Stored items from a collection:
+ + + + +

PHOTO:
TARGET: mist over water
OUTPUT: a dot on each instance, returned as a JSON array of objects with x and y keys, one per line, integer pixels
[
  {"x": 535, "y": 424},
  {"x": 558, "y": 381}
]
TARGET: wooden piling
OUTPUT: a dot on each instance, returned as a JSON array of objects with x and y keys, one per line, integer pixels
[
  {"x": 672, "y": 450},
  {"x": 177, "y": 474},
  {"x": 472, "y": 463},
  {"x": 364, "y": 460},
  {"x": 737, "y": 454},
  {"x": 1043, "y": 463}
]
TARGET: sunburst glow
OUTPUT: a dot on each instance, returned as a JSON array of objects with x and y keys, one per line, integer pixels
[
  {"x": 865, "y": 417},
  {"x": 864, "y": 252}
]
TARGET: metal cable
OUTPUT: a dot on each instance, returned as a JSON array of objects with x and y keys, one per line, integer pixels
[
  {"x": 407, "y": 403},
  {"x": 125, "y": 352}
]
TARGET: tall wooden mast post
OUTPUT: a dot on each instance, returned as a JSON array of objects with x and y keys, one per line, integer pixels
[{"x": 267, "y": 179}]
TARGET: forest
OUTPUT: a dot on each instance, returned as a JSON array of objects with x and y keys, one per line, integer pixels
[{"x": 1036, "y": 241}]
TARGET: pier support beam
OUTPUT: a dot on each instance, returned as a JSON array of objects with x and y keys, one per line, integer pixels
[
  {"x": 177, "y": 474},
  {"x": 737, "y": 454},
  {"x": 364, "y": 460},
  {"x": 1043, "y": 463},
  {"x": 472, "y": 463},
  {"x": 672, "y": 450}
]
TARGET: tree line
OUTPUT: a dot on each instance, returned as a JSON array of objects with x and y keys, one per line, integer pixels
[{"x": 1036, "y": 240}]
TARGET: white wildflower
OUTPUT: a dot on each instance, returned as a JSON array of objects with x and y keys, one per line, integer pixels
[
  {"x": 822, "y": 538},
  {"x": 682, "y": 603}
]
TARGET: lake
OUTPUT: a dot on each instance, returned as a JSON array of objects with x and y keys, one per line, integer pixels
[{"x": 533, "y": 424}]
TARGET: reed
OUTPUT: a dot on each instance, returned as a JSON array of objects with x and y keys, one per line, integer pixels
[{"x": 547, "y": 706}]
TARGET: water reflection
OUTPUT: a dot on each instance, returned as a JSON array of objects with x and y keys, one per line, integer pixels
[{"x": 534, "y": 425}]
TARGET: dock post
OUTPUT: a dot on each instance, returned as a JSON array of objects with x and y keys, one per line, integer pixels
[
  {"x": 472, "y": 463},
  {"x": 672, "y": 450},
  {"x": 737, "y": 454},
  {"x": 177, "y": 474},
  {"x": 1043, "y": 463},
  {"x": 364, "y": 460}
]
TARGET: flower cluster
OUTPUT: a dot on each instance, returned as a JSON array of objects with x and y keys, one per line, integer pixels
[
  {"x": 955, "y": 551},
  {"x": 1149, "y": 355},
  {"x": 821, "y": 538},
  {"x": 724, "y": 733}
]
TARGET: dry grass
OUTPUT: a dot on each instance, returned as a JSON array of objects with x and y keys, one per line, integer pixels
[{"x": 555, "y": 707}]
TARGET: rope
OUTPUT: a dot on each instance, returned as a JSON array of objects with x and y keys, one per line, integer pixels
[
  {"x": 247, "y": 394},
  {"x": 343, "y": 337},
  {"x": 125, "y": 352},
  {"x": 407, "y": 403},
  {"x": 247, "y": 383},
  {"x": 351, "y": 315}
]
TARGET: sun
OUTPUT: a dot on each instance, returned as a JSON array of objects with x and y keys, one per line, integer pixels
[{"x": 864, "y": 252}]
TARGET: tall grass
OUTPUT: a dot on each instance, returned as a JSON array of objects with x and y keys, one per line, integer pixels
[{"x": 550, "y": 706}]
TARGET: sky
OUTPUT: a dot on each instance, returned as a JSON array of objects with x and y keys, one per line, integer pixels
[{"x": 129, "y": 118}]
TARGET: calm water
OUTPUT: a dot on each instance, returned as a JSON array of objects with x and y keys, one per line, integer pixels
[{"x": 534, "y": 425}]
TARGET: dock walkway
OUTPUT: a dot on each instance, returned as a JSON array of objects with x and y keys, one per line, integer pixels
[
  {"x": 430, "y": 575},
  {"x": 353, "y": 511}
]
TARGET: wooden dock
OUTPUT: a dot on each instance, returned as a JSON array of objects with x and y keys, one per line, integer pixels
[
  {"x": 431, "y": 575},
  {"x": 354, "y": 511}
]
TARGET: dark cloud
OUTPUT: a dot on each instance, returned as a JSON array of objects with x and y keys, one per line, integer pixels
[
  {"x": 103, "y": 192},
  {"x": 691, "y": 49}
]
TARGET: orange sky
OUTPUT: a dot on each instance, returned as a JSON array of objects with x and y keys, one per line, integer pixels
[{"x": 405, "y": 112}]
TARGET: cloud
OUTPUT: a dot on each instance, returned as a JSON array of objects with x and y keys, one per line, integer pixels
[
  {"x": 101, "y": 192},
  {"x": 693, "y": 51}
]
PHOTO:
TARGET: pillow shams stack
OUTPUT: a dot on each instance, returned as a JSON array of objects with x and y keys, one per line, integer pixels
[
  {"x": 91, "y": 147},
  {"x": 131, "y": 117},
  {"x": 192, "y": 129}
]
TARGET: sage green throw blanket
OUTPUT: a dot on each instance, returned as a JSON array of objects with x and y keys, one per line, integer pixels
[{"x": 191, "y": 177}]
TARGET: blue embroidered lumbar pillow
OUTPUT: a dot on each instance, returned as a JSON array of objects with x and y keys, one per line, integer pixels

+ + + + +

Copy the data above word for word, beginning at the line that contains "TARGET: orange sky" and continuing through the end of the data.

▸ Result below:
TARGET: orange sky
OUTPUT: a dot on each instance, returned as a JSON array of objects with x and y keys, one per line, integer pixels
[{"x": 405, "y": 112}]
TARGET: cloud
OUTPUT: a dot on each instance, returned as a JSON array of objects with x and y keys, one per line, integer pixels
[
  {"x": 101, "y": 192},
  {"x": 693, "y": 51}
]
PHOTO:
TARGET: pillow shams stack
OUTPUT: a dot on each instance, returned as a JSON array of objects with x and y keys, one per line, integer pixels
[
  {"x": 91, "y": 147},
  {"x": 131, "y": 117},
  {"x": 192, "y": 129}
]
TARGET: sage green throw blanket
OUTPUT: a dot on each instance, returned as a JSON array of objects with x and y keys, one per line, integer pixels
[{"x": 191, "y": 177}]
TARGET: blue embroidered lumbar pillow
OUTPUT: a dot on each instance, returned as a JSON array of objects with x and y keys, one per line, integer pixels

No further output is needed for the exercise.